◆ **YOUR GOAL**
Starting with the line containing "Pick out every instance of the white railing" and going on through the end of the listing below, write out every line again, requests included, scaling each coordinate in the answers by 1.1 and rounding to whole numbers with halves rounded up. Give only those lines.

◆ **DATA SECTION**

===

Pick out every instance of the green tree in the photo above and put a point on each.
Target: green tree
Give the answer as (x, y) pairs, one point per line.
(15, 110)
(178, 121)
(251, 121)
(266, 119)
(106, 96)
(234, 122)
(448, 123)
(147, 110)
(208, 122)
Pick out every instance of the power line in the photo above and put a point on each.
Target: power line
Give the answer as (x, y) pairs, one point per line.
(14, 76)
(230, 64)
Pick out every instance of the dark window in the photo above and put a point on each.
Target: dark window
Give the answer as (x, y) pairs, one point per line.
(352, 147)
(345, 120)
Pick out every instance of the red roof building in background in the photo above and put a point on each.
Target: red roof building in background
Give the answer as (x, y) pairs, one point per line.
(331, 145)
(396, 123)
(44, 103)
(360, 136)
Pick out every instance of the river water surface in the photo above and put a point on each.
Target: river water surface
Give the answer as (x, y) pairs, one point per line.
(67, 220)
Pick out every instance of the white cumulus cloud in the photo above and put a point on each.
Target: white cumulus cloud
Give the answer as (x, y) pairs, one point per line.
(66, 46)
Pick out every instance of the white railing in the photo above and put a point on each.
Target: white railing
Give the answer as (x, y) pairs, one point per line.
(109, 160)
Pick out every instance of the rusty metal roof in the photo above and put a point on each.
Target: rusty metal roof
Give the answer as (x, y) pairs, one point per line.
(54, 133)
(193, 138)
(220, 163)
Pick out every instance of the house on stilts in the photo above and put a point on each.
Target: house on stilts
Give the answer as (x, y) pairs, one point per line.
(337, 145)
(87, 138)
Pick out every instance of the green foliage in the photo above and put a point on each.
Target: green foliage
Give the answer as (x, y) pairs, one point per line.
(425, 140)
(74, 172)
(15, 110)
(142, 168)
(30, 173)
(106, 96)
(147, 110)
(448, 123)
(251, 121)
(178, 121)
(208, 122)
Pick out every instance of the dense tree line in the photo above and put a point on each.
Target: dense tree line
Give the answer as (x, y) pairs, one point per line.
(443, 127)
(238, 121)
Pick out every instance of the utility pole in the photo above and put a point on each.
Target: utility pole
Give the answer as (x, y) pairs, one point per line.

===

◆ **RESULT**
Pick out every instance of the white railing in the photo above and put a point on each.
Target: white railing
Give the answer as (x, y) pairs, one point per line.
(120, 176)
Pick out every instance of the rusty metal roof in the photo above and put a point on each.
Target: rusty metal roof
Give the answer as (x, y) pairs, one point per line.
(59, 146)
(212, 152)
(242, 179)
Pick out every instance of the house on stilts in the photo above and put a point on each.
Target: house on stilts
Give the answer as (x, y) pairs, one point per line.
(371, 160)
(96, 152)
Pick out every instance of the green foliage in the photo above and put a point on each.
Target: green foliage
Give the answer as (x, y) pairs, one point per line.
(468, 154)
(81, 189)
(17, 121)
(156, 185)
(33, 190)
(117, 106)
(162, 121)
(493, 135)
(276, 133)
(196, 133)
(229, 134)
Pick out every instance of the dense tree line in the photo above and put a point on each.
Target: dense tree line
Give the answer as (x, y) pairs, one point per line.
(487, 140)
(262, 133)
Pick out every instance of the utility pole in the photo above and put a point on each.
Target: utility pole
Give the answer as (x, y) pairs, one point per line.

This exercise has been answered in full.